*WHAT YOU WILL DO*
What you return should be every record, retyped without a single change.

"""

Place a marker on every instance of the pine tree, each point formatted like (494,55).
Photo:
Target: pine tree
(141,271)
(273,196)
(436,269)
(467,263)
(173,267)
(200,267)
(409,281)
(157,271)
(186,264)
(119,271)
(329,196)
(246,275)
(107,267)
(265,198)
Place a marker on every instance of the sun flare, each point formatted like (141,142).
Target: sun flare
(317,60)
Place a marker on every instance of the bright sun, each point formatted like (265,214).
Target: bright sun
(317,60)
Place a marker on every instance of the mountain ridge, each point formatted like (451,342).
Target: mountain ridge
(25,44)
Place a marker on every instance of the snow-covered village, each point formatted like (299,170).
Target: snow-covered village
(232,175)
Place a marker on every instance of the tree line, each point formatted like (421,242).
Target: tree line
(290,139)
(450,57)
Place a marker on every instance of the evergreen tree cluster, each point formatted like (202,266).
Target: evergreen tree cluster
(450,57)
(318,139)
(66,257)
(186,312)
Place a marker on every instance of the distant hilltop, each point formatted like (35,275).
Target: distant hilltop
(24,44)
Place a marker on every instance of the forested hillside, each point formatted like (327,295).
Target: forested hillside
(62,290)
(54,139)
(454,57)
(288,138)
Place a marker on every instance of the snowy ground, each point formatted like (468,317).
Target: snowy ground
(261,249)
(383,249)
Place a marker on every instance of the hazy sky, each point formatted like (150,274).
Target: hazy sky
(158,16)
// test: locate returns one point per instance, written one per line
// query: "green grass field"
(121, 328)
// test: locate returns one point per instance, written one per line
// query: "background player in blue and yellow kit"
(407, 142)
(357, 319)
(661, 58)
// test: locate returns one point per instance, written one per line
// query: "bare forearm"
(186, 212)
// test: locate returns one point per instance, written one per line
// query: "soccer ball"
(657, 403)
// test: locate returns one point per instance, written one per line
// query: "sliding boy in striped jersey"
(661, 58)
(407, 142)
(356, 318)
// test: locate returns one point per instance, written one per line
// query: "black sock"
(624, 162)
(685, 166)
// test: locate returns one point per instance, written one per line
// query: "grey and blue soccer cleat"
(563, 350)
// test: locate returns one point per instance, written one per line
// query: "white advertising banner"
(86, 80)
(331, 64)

"""

*COMPLETED TASK*
Place a marker on every instance of the pine tree, each point formatted like (494,55).
Photo:
Target: pine tree
(141,271)
(273,196)
(436,269)
(467,263)
(173,267)
(200,267)
(409,281)
(157,271)
(186,264)
(119,271)
(329,196)
(246,275)
(107,267)
(265,198)
Place a marker on every instance of the sun flare, each point formatted like (141,142).
Target: sun flare
(317,60)
Place a marker on every instance of the bright sun, each point formatted like (265,214).
Target: bright sun
(317,60)
Place a marker on every instance of the mountain ridge, each point formatted like (451,342).
Target: mountain ridge
(25,44)
Place a marker on every instance of the snow-covered village, each point formatted like (299,170).
Target: snow-covered village
(232,175)
Place a marker on every instance of the tree line, each point formatted like (421,242).
Target: tree line
(290,139)
(450,57)
Place a marker on every instance of the evergreen tree cluster, each point formatted like (202,266).
Target: evergreen tree cluster
(450,57)
(318,139)
(66,257)
(186,312)
Place a marker on every instance of the distant hilltop, each point formatted like (35,275).
Target: distant hilltop
(24,44)
Place a marker on every instance of the forested hillside, each point formatted like (327,295).
Target: forested hillside
(62,290)
(54,139)
(454,57)
(288,138)
Place a marker on every instance of the snowy ground, each point formatted like (468,317).
Target: snowy ground
(261,249)
(383,249)
Place a marker on every instance of the hazy sky, each point formatted like (150,274).
Target: hazy sky
(158,16)
// test: locate returns one point per instance, written one per line
// query: "green grass field"
(121, 328)
// test: locate returns one point per instance, written one per line
// query: "background player in blue and yellow kit"
(407, 142)
(357, 319)
(661, 58)
// test: locate returns one point per instance, written one per line
// query: "bare forearm"
(186, 212)
// test: locate returns one point per instance, written one per line
// query: "soccer ball"
(657, 403)
// test: locate returns one point per instance, written one per line
// query: "sliding boy in striped jersey"
(661, 58)
(407, 142)
(356, 318)
// test: locate returns one point per instance, written one per line
// query: "black sock"
(624, 162)
(685, 166)
// test: locate returns one point per instance, written one per line
// query: "grey and blue soccer cleat"
(563, 350)
// test: locate returns one point per instance, written one per line
// query: "white advertising banner"
(86, 80)
(331, 64)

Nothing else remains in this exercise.